= TASK GOAL =
Every line below between the line holding "point: pinky finger" and the line holding "point: square-shaped nail", inclusive, should be repeated exactly, and all other lines omitted.

= Stored data =
########

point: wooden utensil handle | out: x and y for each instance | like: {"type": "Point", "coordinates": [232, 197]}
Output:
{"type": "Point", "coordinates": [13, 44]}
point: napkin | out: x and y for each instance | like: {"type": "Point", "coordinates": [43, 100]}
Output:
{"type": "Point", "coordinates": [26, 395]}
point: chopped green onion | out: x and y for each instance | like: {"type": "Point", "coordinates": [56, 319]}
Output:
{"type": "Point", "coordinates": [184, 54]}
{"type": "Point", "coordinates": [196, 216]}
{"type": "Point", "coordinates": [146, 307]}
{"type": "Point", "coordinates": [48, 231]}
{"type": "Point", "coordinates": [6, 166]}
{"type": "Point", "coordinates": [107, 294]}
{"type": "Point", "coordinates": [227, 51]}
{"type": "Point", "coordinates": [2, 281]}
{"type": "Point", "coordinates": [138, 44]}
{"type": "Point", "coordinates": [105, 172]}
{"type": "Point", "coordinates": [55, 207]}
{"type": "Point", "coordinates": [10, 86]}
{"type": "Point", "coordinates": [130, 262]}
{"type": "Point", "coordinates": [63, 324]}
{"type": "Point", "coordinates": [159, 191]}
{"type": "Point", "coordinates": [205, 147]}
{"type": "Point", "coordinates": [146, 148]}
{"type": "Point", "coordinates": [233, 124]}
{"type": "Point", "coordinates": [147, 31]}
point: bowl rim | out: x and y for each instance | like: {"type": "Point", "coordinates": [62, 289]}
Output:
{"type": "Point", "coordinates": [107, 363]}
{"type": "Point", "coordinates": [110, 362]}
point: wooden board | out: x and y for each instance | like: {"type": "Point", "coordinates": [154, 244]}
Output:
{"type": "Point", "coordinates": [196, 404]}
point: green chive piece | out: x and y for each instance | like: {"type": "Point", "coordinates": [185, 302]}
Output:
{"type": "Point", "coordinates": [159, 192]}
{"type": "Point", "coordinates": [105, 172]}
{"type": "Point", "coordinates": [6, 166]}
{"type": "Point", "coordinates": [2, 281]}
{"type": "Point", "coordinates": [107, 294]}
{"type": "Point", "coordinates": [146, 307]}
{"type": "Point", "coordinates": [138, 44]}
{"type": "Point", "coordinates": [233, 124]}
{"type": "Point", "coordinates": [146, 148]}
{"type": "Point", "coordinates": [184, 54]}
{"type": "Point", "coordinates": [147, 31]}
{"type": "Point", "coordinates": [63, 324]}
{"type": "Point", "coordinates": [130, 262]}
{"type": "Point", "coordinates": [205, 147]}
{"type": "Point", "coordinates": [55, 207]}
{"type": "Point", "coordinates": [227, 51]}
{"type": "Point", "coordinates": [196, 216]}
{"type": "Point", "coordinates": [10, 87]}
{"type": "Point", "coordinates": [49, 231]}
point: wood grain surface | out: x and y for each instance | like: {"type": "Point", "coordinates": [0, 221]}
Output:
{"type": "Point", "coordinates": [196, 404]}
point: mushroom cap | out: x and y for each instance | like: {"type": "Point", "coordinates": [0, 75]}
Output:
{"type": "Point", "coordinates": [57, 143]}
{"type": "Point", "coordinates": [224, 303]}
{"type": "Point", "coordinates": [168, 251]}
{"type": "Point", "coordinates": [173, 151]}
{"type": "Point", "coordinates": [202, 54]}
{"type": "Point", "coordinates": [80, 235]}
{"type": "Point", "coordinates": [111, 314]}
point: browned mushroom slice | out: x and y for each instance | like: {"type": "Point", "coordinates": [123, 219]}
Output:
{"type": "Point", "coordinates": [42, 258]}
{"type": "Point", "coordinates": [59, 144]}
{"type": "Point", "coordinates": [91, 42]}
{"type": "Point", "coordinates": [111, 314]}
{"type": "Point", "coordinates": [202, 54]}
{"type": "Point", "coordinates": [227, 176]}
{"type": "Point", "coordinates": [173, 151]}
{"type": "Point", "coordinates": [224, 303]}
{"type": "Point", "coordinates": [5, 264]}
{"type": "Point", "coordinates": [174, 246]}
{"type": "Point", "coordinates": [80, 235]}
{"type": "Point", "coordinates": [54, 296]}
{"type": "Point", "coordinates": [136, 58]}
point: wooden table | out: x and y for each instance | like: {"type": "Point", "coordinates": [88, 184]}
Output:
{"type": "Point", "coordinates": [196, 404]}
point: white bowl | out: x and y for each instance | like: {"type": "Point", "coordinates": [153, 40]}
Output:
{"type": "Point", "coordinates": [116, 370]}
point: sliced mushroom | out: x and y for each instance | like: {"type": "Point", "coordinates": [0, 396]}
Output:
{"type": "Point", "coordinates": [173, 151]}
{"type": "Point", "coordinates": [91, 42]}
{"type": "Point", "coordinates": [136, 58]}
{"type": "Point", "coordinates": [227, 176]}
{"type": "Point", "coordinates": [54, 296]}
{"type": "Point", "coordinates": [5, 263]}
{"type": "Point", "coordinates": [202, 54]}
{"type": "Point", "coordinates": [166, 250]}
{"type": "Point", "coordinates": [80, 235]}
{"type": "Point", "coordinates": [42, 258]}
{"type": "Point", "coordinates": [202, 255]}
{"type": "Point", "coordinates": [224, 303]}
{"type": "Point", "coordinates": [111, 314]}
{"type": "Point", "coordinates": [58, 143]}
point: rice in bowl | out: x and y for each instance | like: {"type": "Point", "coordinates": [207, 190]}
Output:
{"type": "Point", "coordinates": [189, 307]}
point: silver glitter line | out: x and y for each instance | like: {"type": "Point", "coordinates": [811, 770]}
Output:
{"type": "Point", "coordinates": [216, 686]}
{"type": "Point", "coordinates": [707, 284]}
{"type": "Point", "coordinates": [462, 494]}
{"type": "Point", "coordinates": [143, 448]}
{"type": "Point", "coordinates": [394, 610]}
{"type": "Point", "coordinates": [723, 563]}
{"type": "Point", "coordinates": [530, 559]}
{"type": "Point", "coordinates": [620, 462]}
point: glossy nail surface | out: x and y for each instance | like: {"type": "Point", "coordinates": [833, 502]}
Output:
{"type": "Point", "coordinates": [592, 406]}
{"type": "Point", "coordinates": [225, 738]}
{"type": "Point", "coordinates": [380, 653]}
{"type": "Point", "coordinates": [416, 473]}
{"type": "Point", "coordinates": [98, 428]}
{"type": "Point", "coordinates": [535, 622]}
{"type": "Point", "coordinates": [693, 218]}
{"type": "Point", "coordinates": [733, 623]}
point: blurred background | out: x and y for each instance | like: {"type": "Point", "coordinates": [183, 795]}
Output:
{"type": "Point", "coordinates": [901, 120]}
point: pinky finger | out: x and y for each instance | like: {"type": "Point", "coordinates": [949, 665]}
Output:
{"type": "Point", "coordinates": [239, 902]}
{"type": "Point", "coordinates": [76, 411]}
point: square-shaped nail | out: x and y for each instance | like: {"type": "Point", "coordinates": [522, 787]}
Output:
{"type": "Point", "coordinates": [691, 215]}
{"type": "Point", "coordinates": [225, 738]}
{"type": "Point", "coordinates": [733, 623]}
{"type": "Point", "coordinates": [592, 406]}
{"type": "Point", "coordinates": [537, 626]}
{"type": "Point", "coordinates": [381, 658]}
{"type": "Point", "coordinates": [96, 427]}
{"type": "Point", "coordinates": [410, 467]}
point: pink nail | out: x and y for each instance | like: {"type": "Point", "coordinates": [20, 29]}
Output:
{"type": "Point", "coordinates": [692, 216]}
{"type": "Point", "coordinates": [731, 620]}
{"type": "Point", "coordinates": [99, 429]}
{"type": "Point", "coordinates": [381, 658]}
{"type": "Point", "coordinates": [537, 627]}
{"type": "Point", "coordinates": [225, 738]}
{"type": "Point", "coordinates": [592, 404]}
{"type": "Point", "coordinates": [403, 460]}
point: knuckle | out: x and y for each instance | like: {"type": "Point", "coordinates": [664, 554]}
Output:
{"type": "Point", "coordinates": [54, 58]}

########

= RESPONSE FOR THIS EXERCISE =
point: pinky finger | out: x and y for each instance | like: {"type": "Point", "coordinates": [949, 665]}
Output:
{"type": "Point", "coordinates": [239, 902]}
{"type": "Point", "coordinates": [76, 411]}
point: square-shaped nail | out: x and y for each instance | like: {"type": "Point", "coordinates": [522, 787]}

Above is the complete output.